= Information supplied =
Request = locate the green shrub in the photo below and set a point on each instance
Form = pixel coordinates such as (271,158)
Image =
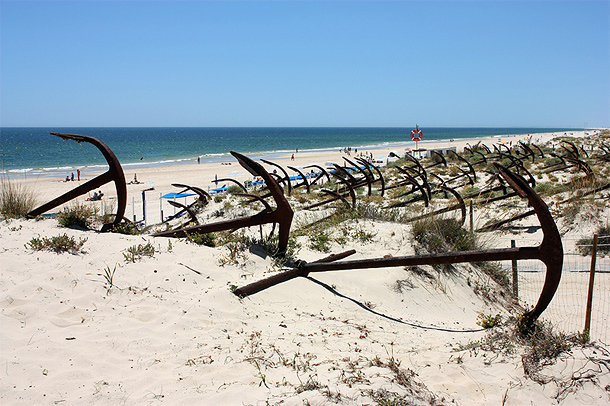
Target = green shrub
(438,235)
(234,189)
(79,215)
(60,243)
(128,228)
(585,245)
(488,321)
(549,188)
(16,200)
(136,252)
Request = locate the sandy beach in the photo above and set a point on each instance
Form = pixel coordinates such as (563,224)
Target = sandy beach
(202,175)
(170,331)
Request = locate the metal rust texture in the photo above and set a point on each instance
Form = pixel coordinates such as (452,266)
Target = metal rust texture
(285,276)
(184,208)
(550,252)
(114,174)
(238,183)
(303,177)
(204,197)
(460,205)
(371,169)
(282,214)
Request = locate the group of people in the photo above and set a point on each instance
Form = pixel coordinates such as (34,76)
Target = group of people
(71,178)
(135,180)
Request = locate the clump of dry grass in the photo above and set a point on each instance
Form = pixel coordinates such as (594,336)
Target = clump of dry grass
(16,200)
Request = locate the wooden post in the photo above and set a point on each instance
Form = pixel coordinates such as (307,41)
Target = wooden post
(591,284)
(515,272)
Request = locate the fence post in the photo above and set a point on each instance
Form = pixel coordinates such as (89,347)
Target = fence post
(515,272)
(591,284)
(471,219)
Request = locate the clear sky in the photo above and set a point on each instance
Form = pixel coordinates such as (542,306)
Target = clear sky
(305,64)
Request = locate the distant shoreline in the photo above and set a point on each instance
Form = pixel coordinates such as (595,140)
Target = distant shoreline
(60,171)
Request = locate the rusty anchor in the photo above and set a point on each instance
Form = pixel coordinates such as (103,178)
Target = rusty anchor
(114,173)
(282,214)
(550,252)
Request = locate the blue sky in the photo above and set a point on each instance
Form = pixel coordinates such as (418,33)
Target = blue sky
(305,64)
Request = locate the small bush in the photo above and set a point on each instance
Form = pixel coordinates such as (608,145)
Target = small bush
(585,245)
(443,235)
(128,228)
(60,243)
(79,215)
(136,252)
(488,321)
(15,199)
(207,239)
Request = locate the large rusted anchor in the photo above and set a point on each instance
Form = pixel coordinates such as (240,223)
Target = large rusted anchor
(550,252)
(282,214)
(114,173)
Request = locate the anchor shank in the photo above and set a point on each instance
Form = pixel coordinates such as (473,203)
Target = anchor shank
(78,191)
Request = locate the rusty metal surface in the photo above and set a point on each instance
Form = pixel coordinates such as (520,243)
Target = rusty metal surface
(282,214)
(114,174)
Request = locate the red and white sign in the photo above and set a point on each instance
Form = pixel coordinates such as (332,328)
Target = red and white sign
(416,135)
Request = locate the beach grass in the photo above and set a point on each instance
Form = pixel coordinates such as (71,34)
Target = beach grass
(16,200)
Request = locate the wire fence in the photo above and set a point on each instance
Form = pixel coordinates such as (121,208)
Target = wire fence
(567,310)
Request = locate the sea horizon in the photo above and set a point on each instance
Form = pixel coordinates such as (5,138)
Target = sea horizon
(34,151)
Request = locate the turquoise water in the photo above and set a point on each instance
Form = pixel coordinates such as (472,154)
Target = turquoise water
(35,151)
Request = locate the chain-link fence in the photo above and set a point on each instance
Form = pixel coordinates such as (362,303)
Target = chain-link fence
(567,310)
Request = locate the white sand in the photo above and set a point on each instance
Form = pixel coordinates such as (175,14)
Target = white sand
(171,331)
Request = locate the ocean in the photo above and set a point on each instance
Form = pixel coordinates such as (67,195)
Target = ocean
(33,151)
* * *
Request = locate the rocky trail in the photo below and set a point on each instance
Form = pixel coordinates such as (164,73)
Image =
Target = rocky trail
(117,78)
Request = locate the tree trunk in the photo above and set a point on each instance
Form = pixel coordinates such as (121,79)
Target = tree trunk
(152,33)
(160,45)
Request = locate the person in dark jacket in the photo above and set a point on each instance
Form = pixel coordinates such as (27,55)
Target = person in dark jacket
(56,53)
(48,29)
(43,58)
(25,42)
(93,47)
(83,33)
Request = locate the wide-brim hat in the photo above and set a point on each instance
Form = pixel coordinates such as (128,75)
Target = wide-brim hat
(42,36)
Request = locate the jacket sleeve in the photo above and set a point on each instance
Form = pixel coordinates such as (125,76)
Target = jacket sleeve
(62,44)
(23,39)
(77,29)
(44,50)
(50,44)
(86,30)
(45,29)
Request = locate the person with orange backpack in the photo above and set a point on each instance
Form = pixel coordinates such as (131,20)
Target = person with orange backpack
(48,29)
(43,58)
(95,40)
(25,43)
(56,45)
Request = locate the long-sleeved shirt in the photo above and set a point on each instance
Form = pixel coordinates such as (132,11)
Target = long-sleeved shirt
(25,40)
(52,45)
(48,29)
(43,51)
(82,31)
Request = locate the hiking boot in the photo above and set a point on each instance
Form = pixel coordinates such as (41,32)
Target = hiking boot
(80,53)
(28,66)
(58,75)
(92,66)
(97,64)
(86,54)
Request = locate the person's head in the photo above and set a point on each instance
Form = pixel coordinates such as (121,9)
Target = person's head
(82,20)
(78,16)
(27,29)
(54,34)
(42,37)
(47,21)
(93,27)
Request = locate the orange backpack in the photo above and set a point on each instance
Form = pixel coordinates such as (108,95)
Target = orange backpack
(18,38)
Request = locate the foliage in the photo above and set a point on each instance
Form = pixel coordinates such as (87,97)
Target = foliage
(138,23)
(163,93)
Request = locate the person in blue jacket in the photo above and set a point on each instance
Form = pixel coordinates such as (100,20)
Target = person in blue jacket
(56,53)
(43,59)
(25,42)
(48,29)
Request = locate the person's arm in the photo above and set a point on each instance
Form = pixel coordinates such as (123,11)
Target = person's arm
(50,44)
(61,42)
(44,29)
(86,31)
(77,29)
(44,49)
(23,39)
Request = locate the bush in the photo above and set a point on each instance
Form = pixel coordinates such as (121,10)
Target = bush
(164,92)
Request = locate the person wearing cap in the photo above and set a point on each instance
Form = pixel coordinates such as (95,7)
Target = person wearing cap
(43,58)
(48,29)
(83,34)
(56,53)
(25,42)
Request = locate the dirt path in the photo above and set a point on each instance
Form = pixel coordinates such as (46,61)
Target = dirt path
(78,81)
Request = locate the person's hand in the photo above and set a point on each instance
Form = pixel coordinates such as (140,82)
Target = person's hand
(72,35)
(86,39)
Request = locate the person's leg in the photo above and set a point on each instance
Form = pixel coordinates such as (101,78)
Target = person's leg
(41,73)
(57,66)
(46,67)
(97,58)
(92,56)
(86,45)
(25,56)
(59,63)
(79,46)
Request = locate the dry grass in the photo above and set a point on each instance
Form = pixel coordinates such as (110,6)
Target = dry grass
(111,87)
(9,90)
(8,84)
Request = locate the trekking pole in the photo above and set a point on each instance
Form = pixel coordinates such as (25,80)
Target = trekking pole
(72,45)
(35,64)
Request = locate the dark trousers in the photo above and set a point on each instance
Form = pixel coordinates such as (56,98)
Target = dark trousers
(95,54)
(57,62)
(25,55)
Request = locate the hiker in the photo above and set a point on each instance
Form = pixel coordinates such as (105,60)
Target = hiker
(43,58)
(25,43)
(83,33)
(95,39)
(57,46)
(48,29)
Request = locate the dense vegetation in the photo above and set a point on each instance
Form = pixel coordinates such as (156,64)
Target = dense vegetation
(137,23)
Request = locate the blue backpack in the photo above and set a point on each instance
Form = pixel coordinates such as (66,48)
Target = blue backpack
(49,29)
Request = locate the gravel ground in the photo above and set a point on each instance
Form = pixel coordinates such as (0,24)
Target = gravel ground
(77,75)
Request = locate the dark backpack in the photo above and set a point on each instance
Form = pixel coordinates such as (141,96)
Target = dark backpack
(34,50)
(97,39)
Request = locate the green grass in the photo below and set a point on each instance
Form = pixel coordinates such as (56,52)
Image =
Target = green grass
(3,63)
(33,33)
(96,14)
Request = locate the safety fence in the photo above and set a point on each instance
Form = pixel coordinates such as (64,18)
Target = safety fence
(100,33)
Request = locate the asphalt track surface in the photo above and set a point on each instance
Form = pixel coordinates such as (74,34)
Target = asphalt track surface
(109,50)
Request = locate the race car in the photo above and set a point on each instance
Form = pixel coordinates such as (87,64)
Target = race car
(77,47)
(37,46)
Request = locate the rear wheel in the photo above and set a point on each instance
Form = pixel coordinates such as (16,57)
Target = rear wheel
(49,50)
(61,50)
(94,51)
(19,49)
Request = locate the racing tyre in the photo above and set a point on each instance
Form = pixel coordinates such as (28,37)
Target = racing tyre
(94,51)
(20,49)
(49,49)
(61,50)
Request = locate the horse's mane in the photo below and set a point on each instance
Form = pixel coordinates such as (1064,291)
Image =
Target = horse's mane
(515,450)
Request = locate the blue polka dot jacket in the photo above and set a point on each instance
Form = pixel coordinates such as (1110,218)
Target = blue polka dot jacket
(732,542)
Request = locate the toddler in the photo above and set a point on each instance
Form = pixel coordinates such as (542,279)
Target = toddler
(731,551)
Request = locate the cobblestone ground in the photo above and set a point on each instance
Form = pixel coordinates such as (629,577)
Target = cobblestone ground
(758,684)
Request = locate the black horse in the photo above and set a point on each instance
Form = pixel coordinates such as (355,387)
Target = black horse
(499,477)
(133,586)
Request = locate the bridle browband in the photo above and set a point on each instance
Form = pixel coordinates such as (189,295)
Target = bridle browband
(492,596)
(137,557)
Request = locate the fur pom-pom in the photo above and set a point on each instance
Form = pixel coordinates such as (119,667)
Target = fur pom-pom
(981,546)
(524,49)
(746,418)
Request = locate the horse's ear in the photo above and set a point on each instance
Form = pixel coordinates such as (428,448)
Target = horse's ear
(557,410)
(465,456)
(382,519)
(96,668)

= Aim of the exercise =
Report every line in the rows above that contains the string "boot". Case counts.

= Solution to this exercise =
Request = locate the hiking boot in the photo above and set a point on each instance
Target = hiking boot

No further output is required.